#### [Your instructions]
Please give back an exact reproduction of the lines from the one with "[spot] the cow horn, one" through the end of the entries below, and no others.
○ ○ ○
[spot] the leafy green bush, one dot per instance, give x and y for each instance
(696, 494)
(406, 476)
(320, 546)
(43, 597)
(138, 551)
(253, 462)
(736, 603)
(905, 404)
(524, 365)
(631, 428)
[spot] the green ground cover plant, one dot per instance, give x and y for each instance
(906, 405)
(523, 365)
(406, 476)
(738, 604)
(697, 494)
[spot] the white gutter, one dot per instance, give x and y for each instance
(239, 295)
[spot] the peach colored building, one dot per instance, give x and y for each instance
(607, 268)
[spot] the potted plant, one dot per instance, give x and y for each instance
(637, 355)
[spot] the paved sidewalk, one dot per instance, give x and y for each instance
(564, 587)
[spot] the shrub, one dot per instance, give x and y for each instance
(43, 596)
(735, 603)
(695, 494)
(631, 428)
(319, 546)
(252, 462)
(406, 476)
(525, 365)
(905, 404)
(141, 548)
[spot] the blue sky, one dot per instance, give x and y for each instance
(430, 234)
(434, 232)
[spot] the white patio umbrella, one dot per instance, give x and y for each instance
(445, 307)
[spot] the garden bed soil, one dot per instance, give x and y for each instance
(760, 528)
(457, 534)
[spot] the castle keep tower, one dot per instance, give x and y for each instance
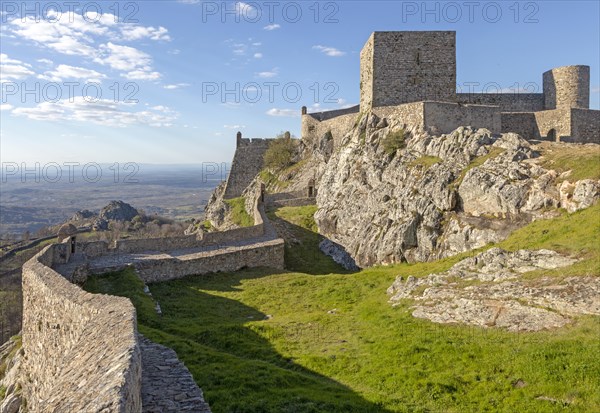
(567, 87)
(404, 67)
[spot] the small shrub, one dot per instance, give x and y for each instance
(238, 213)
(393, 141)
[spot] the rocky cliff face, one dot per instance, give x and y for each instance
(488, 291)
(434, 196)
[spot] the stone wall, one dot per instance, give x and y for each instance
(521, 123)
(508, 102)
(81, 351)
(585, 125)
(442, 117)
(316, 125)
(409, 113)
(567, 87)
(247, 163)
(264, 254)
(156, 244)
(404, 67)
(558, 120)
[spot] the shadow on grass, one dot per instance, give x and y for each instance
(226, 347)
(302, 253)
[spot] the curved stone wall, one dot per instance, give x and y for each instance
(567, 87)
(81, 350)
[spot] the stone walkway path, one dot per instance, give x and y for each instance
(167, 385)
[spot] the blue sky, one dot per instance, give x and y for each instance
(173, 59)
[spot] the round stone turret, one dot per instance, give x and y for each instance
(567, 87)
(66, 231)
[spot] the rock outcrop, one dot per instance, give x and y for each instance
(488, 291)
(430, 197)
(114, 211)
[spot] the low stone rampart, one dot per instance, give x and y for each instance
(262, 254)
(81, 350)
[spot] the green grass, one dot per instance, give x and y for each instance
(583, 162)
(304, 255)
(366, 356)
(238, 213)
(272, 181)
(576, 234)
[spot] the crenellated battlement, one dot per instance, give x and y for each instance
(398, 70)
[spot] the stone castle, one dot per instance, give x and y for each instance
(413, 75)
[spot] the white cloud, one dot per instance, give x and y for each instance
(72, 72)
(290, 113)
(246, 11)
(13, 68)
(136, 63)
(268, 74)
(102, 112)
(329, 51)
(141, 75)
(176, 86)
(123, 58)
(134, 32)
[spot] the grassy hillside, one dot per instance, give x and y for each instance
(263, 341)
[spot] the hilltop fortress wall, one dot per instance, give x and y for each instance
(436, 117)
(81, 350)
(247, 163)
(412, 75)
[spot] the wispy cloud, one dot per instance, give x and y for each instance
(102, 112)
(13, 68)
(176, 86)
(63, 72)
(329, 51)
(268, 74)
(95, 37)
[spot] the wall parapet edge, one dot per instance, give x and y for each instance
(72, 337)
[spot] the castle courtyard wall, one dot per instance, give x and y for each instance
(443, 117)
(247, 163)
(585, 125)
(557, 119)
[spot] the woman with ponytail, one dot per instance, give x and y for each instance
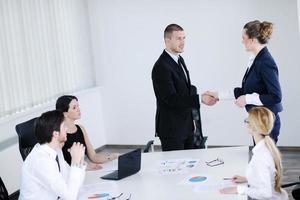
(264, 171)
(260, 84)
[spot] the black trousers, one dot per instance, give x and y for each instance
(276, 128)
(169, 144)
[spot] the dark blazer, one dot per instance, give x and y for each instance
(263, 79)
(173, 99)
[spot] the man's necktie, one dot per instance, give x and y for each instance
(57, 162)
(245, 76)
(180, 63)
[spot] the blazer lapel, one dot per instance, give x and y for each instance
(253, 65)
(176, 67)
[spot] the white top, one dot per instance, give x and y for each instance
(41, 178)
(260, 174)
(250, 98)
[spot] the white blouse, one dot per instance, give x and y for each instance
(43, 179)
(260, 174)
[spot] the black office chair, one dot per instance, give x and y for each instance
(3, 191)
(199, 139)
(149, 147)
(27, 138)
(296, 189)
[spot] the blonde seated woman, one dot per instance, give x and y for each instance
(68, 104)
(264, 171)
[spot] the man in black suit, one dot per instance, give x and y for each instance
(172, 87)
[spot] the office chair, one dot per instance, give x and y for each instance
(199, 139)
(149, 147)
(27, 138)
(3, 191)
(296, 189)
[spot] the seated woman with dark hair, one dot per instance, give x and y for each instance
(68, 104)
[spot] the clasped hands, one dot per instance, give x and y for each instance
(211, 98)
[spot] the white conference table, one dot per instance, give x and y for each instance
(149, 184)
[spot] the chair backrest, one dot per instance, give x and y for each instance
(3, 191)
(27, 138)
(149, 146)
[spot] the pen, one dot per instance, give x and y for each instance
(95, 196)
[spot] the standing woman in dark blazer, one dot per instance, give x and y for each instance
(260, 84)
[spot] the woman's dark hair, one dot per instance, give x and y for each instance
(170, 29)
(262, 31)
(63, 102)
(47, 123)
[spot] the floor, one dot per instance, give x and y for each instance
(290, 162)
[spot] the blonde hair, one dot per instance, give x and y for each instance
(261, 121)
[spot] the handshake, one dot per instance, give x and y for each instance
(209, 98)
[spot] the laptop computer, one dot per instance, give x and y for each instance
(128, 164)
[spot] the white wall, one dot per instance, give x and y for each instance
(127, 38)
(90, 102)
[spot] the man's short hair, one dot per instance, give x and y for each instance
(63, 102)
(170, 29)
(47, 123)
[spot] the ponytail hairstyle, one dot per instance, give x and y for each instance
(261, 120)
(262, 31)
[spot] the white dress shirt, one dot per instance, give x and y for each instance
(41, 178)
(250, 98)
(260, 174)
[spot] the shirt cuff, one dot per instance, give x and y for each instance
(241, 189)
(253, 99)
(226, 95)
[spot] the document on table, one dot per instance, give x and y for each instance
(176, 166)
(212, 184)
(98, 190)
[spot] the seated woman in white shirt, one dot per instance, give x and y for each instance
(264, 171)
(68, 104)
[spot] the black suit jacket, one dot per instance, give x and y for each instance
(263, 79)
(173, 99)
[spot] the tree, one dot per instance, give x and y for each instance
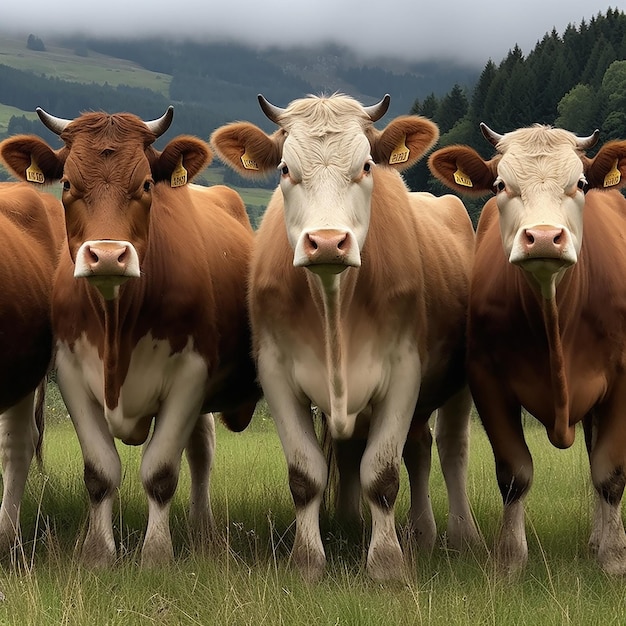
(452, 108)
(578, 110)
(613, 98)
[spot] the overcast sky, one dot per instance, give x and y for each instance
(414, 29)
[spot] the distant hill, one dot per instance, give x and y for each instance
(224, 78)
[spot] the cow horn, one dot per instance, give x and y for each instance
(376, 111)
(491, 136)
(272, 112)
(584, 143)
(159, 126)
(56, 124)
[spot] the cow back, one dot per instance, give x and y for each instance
○ ○ ○
#### [Response area]
[spot] the cow horn, one dot per instance, give x and y for each instance
(376, 111)
(491, 136)
(272, 112)
(584, 143)
(159, 126)
(56, 124)
[spot] the cow back, one dot per instance, give x and y for each instance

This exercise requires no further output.